■ **Exercise description**:
Can you copy out the listing below line for line, changing nothing?

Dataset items
──────

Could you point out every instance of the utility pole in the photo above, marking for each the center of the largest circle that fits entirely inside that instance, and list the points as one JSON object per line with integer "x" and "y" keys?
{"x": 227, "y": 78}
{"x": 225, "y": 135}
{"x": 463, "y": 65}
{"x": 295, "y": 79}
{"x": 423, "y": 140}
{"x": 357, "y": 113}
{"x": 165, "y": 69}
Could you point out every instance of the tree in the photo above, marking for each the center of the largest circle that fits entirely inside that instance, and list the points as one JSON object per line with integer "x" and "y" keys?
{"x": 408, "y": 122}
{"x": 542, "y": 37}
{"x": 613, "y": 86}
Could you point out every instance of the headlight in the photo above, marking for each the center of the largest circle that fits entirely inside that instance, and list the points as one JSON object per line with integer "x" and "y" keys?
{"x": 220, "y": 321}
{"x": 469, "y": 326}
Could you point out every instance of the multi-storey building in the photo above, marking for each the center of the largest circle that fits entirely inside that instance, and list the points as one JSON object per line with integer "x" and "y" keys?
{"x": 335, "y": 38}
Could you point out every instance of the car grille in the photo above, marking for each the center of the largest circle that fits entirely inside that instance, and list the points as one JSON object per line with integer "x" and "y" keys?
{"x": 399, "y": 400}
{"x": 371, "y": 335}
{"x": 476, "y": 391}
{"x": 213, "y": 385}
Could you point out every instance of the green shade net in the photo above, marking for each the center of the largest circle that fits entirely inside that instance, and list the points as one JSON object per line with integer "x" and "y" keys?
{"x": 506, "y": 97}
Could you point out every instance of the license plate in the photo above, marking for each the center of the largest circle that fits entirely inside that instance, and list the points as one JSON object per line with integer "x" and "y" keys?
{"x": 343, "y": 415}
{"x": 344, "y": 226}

──────

■ **Answer to the exercise**:
Could you point out every instance of the utility pole in the photo above, marking for each the center of the largest circle that fits entirely inside that instance, and list the points as one JSON object per line with integer "x" and "y" keys?
{"x": 227, "y": 78}
{"x": 225, "y": 135}
{"x": 463, "y": 65}
{"x": 295, "y": 79}
{"x": 423, "y": 140}
{"x": 357, "y": 113}
{"x": 165, "y": 69}
Could you point out every instance of the tree in the photo above, marking for each the center of the largest circle that fits entirely inside that instance, and list the points as one JSON object per line with integer "x" and "y" keys?
{"x": 408, "y": 122}
{"x": 542, "y": 37}
{"x": 613, "y": 86}
Could you point out every instance of the headlight in the photo above, marking for each the center of the largest circle that fits entirely inside that instance, and list the points as one JSON object per line with integer "x" and "y" keys?
{"x": 220, "y": 321}
{"x": 469, "y": 326}
Could you point out every instance of the multi-storey building in the photo above, marking for each the center of the largest circle that fits entirely inside that instance, and list the points as one JSON object per line with integer "x" and "y" keys?
{"x": 335, "y": 38}
Could you point out every instance of the car grille in the photo above, marking for each the center of the largest circle that fits entirely inside that instance, and list the points as one JSON object per line with integer "x" and "y" keys?
{"x": 399, "y": 400}
{"x": 371, "y": 335}
{"x": 476, "y": 391}
{"x": 213, "y": 385}
Could you point out every instance of the green shade net in the photo above, marking for each the center of the largest circle that fits entirely inside that instance, and list the points as one JSON object per line with integer "x" and "y" keys?
{"x": 506, "y": 97}
Could you point out every instance of the license plate in the photo above, marking for each the center of the largest circle that fits entirely inside that instance, and list the points as one JSON object per line with integer "x" and "y" keys?
{"x": 343, "y": 415}
{"x": 344, "y": 226}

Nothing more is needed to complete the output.